**Instruções de trabalho**
- A) Em que cidade fica a Maternidade Nossa Senhora de Nazareth, segundo o trecho selecionado?
- B) Reproduza fielmente a parte do trecho selecionado que começa em "Foi o que viveu" e termina em "fim da intervenção.".

**Trecho selecionado**
************
No centro cirúrgico da Maternidade Nossa Senhora de Nazareth, em Boa Vista (RR), a emoção se misturava à técnica. De um lado, médicos concentrados num procedimento delicado, com olhos atentos e mãos firmes. Do outro, um pai ansioso, esperando notícias da companheira e do filho que ainda não nasceu. E, no centro de tudo, um gesto salvador: a transfusão de sangue realizada ainda dentro do útero para tratar uma anemia grave no feto.
Foi o que viveu a jovem Acássia Vitória Machado, de 27 anos, ao receber, na última quinta-feira (17), o diagnóstico de que seu bebê precisava de uma transfusão intrauterina urgente — e que, felizmente, o procedimento seria possível ali mesmo, em Roraima, pelo Sistema Único de Saúde.
“É o nosso segundo filho. Quando ouvimos que era algo raro, ficamos assustados. Mas logo vimos que os médicos estavam preparados. O cuidado deles nos deu segurança”, contou Breno Victor, também de 27 anos, pai do bebê, enquanto aguardava o fim da intervenção.
************
**Informações fornecidas**

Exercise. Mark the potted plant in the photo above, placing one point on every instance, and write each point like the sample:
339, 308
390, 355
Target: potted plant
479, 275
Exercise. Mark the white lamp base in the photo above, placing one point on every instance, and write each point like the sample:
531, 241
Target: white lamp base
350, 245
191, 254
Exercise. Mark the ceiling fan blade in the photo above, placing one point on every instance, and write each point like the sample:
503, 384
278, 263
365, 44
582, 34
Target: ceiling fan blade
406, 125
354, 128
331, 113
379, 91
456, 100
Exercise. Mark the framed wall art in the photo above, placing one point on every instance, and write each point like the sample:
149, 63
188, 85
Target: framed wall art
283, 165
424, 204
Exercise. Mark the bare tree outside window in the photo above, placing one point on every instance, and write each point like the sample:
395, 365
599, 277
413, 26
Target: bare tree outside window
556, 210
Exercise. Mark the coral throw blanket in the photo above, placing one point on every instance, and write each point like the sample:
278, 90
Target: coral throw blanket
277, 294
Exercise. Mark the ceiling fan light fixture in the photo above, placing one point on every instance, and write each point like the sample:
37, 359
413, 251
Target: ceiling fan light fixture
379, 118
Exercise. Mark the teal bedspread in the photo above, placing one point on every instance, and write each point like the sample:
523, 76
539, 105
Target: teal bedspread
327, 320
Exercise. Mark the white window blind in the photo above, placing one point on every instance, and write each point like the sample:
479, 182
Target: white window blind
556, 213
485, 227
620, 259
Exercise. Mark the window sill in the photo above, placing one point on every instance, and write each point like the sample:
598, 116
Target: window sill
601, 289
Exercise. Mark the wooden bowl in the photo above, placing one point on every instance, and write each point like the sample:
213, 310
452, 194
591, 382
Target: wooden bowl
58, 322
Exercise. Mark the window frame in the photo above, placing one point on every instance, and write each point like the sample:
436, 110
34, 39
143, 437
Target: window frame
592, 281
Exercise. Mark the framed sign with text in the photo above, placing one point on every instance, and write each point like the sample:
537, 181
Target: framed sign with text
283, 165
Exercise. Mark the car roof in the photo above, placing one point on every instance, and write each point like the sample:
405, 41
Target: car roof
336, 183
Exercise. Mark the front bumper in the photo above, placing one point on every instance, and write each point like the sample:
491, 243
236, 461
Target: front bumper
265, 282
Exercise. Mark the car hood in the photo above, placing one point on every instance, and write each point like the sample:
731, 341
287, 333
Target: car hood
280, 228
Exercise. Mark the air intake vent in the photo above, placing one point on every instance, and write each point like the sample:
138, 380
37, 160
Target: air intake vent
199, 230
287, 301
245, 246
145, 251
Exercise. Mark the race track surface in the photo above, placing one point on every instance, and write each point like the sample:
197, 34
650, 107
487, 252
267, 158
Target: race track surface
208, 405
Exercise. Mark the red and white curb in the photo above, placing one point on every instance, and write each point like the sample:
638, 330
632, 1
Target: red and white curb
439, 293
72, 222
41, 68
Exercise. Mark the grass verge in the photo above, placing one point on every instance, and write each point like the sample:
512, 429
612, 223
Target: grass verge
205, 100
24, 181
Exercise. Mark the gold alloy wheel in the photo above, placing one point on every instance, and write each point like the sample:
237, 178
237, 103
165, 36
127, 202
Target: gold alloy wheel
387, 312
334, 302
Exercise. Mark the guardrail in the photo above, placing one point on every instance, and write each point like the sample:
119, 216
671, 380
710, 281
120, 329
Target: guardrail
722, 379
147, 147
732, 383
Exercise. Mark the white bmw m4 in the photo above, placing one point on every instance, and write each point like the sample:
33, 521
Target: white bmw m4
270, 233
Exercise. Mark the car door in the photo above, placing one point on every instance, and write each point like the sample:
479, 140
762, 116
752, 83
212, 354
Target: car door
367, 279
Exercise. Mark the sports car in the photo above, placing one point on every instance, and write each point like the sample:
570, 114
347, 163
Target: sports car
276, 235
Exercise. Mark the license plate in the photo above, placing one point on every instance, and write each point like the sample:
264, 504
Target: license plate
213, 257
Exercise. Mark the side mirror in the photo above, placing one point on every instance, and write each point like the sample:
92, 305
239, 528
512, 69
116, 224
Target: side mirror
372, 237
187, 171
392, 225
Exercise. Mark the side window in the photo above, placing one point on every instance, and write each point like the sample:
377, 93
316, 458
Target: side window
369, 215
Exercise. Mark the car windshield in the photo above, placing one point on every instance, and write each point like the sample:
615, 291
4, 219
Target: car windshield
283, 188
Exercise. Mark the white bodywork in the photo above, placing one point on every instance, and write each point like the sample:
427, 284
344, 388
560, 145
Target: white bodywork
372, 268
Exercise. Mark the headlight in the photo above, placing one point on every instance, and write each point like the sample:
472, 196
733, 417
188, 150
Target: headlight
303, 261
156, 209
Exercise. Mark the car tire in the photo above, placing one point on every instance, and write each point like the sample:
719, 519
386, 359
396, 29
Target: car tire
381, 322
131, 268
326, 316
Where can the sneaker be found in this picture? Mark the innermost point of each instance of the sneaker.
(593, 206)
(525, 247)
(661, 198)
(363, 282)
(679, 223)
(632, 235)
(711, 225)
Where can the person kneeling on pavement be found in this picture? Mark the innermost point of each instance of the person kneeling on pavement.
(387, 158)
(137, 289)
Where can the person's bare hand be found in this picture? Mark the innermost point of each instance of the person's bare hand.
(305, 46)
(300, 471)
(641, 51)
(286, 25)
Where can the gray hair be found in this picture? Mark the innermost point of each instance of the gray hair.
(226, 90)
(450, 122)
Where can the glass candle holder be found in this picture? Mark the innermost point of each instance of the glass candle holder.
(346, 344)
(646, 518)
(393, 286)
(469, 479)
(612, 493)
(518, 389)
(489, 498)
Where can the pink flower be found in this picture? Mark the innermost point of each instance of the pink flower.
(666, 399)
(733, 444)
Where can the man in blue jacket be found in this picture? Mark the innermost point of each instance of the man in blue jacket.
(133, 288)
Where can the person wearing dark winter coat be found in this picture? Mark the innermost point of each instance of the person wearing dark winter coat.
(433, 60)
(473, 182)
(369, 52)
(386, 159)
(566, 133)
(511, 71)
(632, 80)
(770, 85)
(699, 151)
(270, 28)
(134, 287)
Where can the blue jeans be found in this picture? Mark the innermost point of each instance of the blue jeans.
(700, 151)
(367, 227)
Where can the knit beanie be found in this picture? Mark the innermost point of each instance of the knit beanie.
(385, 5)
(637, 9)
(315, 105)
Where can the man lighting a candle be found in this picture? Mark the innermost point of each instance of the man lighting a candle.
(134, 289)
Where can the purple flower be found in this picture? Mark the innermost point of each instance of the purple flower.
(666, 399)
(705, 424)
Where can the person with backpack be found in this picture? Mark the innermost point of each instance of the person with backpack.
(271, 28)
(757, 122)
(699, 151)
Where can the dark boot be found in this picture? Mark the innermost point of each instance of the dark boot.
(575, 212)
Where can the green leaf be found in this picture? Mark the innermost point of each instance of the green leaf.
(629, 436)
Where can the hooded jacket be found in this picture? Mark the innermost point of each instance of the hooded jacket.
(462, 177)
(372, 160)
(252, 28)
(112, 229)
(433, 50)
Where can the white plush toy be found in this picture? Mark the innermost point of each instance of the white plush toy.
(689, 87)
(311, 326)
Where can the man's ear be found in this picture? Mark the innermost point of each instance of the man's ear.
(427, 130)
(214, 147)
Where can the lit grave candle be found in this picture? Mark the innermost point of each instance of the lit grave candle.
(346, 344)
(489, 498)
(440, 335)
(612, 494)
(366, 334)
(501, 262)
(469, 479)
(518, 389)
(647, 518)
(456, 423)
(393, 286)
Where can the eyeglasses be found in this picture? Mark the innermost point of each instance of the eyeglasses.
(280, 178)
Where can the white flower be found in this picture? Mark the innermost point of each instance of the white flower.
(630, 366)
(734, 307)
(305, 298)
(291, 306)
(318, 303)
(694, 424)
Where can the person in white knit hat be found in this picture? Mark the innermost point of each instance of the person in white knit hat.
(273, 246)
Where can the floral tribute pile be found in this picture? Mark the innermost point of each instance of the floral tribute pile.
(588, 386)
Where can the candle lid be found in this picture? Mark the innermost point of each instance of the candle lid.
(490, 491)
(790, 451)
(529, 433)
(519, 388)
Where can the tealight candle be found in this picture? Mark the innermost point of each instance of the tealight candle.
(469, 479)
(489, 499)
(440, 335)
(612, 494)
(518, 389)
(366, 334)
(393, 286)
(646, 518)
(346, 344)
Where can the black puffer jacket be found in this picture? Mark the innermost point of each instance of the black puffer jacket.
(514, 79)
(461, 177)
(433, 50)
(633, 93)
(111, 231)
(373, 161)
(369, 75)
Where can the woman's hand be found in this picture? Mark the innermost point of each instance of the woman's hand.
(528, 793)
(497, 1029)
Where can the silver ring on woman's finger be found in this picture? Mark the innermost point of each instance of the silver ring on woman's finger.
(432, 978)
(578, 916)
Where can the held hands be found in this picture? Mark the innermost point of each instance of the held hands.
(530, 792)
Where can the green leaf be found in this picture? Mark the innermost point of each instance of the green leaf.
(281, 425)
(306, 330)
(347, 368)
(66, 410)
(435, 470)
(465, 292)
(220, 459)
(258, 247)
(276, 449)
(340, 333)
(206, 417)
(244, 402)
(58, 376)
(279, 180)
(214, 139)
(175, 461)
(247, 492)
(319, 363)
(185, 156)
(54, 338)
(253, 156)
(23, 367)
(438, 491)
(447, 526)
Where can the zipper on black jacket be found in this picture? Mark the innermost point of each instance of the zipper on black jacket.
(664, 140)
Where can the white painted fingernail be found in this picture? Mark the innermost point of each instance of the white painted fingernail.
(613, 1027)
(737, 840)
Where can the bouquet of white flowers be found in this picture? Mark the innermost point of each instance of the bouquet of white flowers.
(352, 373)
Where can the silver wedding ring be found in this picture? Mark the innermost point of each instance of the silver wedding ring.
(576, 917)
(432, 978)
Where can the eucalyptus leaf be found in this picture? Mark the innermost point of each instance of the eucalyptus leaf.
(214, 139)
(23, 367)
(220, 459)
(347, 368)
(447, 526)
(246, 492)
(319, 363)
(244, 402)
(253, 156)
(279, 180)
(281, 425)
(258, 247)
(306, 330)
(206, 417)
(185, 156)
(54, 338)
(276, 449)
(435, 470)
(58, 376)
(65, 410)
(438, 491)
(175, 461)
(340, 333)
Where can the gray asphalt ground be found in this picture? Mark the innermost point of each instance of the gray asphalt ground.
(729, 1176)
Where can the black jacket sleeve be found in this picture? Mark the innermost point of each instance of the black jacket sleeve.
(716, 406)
************
**Lista de respostas**
- A) Em Boa Vista (RR).

- B)
Foi o que viveu a jovem Acássia Vitória Machado, de 27 anos, ao receber, na última quinta-feira (17), o diagnóstico de que seu bebê precisava de uma transfusão intrauterina urgente — e que, felizmente, o procedimento seria possível ali mesmo, em Roraima, pelo Sistema Único de Saúde.
“É o nosso segundo filho. Quando ouvimos que era algo raro, ficamos assustados. Mas logo vimos que os médicos estavam preparados. O cuidado deles nos deu segurança”, contou Breno Victor, também de 27 anos, pai do bebê, enquanto aguardava o fim da intervenção.